Provided records:

Start of Block

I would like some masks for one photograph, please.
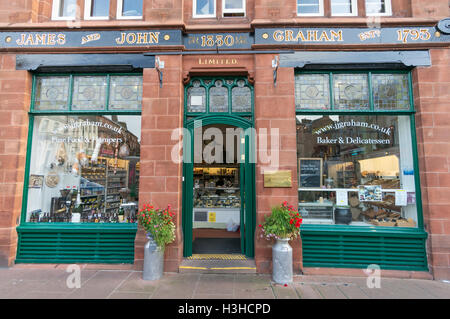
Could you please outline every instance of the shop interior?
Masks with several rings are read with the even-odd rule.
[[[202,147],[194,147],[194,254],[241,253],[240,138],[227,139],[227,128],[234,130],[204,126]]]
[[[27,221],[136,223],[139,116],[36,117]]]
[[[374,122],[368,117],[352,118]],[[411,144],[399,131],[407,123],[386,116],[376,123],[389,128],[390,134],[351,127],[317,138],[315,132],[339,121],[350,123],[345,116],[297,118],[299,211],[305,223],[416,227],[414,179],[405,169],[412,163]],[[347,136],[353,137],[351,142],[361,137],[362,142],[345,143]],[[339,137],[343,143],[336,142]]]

End of Block
Start of Block

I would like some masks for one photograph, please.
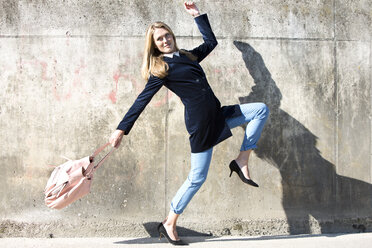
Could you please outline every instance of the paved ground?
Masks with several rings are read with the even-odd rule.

End of Block

Action item:
Copy out all lines of the listing where the word "every" appears.

Exercise result:
Could you please outline every instance of the shop interior?
Could you please outline every instance of the paved ground?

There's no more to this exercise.